▶ [Tarefa]: No texto sobre as conferências diárias do Ministério da Saúde, a quais comidas o autor diz adeus? Liste todas.

===== Texto do exercício =====

Perdi-me, perdi-me no sonho e já sonhava com os rastreios mágicos e antecipatórios da Cruz Vermelha Portuguesa estendidos acima do Douro, uma tenda de campanha em cada um dos municípios cercados. Adeus ovos moles, adeus tripas à moda do Porto (mesmo se servidas frias), adeus bacalhau à Narcisa, adeus aos bolinhos de amor de Felgueiras, às empadas do Natário em Viana.
Termino, mas não de imediato, como sucede nas longas conferências diárias do Ministério da Saúde. Tinha prometido a mim mesmo que não mais da minha pena sairia uma linha que pudesse perturbar a vital unanimidade necessária ao enfrentar destes tempos difíceis, e que os nossos benfeitores não se cansam de propalar. Mas um homem não é de ferro e as pérolas diárias que os tais pontos da situação nos despejam são de engasgar uma ostra. Um dia mandam-nos ver os nossos velhinhos e enchê-los de afectos, e no dia seguinte os lares estão como era bom de ver que ficariam, embora os números de casos e mortos não sejam nada de por aí além (como diz a DGS) e, basicamente, a responsabilidade seja dos próprios lares (como metralha a Ministra da Saúde) que não activaram planos de contingência; uma manhã quem decide o que se vai fechar, cercar ou fazer são as autoridades de saúde locais e, na tarde seguinte, essa responsabilidade é puxada, à rédea curta, para Lisboa... Pelo meio da conferência, ainda sobra tempo para nos inteirarmos das últimas sobre a etapa de isolamento social das netinhas da Directora-Geral ou ouvir as analogias misteriosas de Marta Temido que relacionam o Covid19 com os adolescentes tailandeses aprisionados numa gruta subaquática... Será que era suposto ficarmos comovidos? Bem faz António Sales, o secretário de estado que recorda vagamente o primeiro ministro japonês, e que, lacónico, sóbrio, cingido à objectividade do que tem a transmitir, recorre, sempre que pode, a discurso escrito! Que nunca lhe falte uma máscara, das boas e não dos ilusórios trapos molhados a que se refere Graça Freitas, é o que lhe desejo  (com respeito) nestes tempos de perdigotos potencialmente mortais.

===== Dados do exercício =====

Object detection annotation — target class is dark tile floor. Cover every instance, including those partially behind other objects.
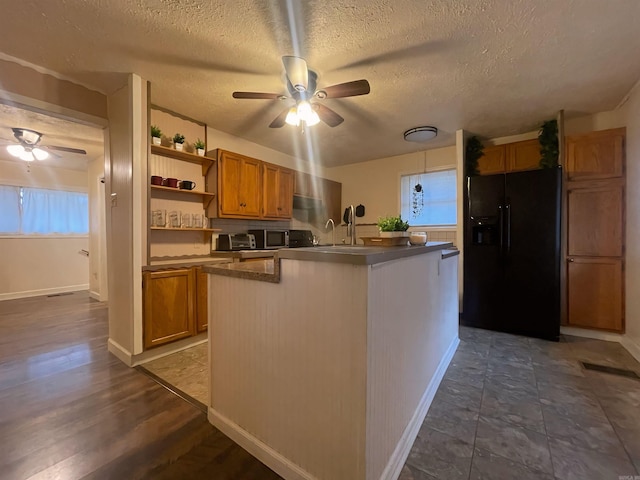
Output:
[400,327,640,480]
[145,327,640,480]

=====

▶ [Resposta]:
- ovos moles
- tripas à moda do Porto
- bacalhau à Narcisa
- bolinhos de amor de Felgueiras
- empadas do Natário em Viana